▸ **Tasks**:
(a) Rewrite the passage of the study abstract that begins with the words containing "Aim: The present" and ends with "the standing position.", putting "community-dwelling individuals" in place of "community dwelling individuals".
(b) According to the study abstract, in what position were BMI, PIA, Q-angle, and WHR assessed?

▸ **Passage for review**:

# # # # #

Aim: The present study aims to assess the changes in pelvic inclination angle (PIA) and quadriceps angle (Q-angle) in the different categories of body mass index (BMI). Furthermore, to find an association between PIA, Q-angle, and waist-hip ratio (WHR) in different categories of BMI.
Setting and Design: The Observational case control study was conducted on community dwelling individuals from Delhi NCR.
Subjects and Methods: Two hundred and forty participants (120 participants of BMI score 18.5–22.9 kg/m2 (normal weight healthy individuals) and 120 participants of BMI score >25 kg/m2 (obese healthy individuals) were recruited on the basis of inclusion and exclusion criteria. BMI, PIA, Q-angle, and WHR were assessed in the standing position.
Statistical Analysis: Intra-class correlations of analysis was done using the Pearson correlation coefficient calculation for all the measured variables.
Results: Significant higher mean values of PIA and Q-angle were observed in obese participants when compared with normal weight participants (P < 0.01). BMI was significantly positively correlated with PIA (P = 0.011) and Q-angle (P = 0.014) for obese population, whereas no significant association was found to normal weight healthy population. Similarly, statistically significant positive correlation was found between PIA and Q-angle (P < 0.01).
Conclusion: The study concluded that increase in body weight is an important factor which influences the biomechanical alignment of kinematic chain segments of the lower quadrant of the body. Hence, it is very important to focus on proper biomechanical alignment and the whole lower extremity should be considered rather than a single segment as a factor, because one mechanical factor has the potential to compensate for or affected by another when functioning in the weight bearing position.

# # # # #

▸ **Source data**:
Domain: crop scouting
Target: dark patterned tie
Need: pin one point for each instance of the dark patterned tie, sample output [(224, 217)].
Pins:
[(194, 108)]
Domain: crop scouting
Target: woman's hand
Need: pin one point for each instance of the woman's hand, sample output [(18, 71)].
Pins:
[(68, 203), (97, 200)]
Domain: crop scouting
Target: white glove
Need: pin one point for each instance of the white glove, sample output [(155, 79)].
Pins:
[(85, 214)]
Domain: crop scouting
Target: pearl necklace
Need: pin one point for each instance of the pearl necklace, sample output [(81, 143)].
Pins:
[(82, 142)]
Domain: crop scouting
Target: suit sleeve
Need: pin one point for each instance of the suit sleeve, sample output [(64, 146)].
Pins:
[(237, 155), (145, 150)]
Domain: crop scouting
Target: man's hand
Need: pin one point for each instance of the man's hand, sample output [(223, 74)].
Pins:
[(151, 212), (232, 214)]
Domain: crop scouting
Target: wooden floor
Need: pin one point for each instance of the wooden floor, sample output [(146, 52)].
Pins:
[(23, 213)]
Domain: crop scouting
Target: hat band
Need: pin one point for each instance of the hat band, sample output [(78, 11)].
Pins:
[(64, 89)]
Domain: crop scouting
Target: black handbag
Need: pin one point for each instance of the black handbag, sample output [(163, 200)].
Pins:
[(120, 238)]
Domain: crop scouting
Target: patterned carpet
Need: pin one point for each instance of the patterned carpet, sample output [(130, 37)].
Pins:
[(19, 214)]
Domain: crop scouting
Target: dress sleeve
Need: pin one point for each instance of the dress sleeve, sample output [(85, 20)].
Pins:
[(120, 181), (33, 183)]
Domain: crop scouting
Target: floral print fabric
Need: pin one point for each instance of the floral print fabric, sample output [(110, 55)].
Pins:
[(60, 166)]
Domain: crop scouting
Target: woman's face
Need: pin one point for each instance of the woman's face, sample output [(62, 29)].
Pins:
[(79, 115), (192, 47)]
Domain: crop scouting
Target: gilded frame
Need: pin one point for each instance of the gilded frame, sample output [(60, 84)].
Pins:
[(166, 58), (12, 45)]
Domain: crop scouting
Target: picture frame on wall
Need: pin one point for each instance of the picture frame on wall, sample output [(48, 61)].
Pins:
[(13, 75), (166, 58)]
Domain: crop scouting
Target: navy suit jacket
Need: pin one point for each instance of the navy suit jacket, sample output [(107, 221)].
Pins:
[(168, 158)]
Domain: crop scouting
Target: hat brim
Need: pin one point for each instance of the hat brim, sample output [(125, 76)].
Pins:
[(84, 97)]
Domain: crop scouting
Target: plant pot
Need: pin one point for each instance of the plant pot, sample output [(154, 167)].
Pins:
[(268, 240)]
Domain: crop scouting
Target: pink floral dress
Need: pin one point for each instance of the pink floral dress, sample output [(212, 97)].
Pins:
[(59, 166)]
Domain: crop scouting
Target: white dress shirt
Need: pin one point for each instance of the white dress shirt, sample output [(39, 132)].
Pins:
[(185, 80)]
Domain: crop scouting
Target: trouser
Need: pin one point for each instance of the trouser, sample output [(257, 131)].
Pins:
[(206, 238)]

# # # # #

▸ **Exercise responses**:
(a)
Aim: The present study aims to assess the changes in pelvic inclination angle (PIA) and quadriceps angle (Q-angle) in the different categories of body mass index (BMI). Furthermore, to find an association between PIA, Q-angle, and waist-hip ratio (WHR) in different categories of BMI.
Setting and Design: The Observational case control study was conducted on community-dwelling individuals from Delhi NCR.
Subjects and Methods: Two hundred and forty participants (120 participants of BMI score 18.5–22.9 kg/m2 (normal weight healthy individuals) and 120 participants of BMI score >25 kg/m2 (obese healthy individuals) were recruited on the basis of inclusion and exclusion criteria. BMI, PIA, Q-angle, and WHR were assessed in the standing position.

(b) In the standing position.